# Selected passage:
□ □ □ □

Posted By Administration, Tuesday 16 November 2021

The Ampère house and museum in Poleymieux near Lyon, France. Photo: Christian Barberon/Wikimedia Commons

 

Author: Alfonso San Miguel


Wednesday, October 6 2021, the Ampère Museum was inaugurated as an EPS Historic Site. This is the fifth site in France and it is dedicated to André-Marie Ampère.

The Ampère family home, where André-Marie spent his childhood and studied brilliantly with his father, had an exceptional destiny. The state of Poleymieux-au-Mont-d'Or (Rhône) where it is located, about fifteen kilometers from Lyon, was sequestered for the benefit of the Nation in 1793, when the French Revolution condemned the future scientist's father to death. Restored to the family two years later, it fell to Ampère in 1812, after the death of his mother. He relinquished it ten years later when he settled permanently in Paris.

André-Marie Ampère spent a very large part of his childhood and youth in this house, soon after his birth in 1775 until he was 29 years old. Without attending school, he read Diderot’s Encyclopedia and learned to scrutinize Nature and to understand the mathematics, physics and chemistry of his time. It was during this period that emerged his first ideas about the relationship between electricity and magnetism. Few years later, in 1820 he established the first mathematical relationships between these two physical phenomena. By giving the name of Ampère to the international unit of electrical current, the whole world saluted his fundamental discoveries, which gave rise to electrodynamics.

□ □ □ □

# Coordinate annotation records:

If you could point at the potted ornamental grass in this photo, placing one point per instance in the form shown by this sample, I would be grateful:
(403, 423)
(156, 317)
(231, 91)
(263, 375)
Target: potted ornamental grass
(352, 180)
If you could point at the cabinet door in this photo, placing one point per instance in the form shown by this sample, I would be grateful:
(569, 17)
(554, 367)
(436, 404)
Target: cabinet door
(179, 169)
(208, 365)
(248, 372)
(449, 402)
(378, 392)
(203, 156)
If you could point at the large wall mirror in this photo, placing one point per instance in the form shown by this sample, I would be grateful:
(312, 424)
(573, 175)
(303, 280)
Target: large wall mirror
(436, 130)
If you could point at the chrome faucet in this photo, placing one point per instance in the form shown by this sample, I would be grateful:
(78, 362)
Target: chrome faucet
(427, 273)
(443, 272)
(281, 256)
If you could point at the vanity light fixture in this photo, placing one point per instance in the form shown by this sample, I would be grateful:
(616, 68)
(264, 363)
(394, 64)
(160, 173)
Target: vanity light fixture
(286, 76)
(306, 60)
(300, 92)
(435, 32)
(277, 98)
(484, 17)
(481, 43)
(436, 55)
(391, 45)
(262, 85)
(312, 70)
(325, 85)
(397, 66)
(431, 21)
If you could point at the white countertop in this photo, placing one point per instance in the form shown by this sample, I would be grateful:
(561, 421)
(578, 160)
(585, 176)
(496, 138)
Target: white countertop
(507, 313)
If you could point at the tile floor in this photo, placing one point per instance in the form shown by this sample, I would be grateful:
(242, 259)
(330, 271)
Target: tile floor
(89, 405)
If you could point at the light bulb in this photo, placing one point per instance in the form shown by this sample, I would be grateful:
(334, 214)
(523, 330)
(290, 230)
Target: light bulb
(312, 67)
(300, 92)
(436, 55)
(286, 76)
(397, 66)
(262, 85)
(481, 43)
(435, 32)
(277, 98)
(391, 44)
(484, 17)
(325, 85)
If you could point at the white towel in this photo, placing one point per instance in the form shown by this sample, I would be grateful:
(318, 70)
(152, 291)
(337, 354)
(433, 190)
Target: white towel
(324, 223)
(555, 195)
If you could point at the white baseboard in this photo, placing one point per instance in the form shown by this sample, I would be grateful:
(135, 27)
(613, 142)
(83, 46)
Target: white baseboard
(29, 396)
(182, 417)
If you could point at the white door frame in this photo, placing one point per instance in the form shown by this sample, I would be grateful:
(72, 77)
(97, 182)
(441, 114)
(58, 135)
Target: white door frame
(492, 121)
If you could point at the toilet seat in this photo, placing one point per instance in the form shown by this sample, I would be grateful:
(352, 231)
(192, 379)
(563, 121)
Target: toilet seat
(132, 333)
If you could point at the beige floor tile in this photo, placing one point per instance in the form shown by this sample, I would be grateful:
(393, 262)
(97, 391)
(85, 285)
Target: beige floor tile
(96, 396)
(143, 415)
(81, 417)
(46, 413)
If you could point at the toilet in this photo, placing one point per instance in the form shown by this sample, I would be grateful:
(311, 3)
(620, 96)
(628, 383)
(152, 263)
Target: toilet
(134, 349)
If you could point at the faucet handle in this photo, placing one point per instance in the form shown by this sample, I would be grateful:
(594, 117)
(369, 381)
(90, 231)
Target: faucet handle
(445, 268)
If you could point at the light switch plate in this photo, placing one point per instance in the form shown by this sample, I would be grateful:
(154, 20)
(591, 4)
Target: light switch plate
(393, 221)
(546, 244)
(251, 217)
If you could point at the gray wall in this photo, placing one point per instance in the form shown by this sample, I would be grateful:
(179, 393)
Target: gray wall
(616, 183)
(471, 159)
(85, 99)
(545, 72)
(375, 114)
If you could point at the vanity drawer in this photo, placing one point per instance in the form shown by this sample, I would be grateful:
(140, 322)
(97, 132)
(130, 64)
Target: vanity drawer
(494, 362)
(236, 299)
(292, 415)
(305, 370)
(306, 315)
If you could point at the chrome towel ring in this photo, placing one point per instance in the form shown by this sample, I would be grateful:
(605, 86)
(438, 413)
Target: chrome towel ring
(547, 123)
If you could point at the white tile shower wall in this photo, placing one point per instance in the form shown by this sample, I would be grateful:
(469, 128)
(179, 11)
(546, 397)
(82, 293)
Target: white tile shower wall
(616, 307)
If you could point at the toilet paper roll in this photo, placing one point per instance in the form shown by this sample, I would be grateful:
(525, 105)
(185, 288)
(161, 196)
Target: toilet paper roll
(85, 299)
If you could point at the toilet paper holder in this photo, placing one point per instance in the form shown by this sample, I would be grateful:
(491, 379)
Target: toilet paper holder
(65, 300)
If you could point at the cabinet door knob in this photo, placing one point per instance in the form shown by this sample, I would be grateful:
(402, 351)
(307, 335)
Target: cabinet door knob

□ □ □ □

Copy the stretch of the Ampère Museum text from "The Ampère house" through "permanently in Paris." word for word.

# Output of the exercise:
The Ampère house and museum in Poleymieux near Lyon, France. Photo: Christian Barberon/Wikimedia Commons

 

Author: Alfonso San Miguel


Wednesday, October 6 2021, the Ampère Museum was inaugurated as an EPS Historic Site. This is the fifth site in France and it is dedicated to André-Marie Ampère.

The Ampère family home, where André-Marie spent his childhood and studied brilliantly with his father, had an exceptional destiny. The state of Poleymieux-au-Mont-d'Or (Rhône) where it is located, about fifteen kilometers from Lyon, was sequestered for the benefit of the Nation in 1793, when the French Revolution condemned the future scientist's father to death. Restored to the family two years later, it fell to Ampère in 1812, after the death of his mother. He relinquished it ten years later when he settled permanently in Paris.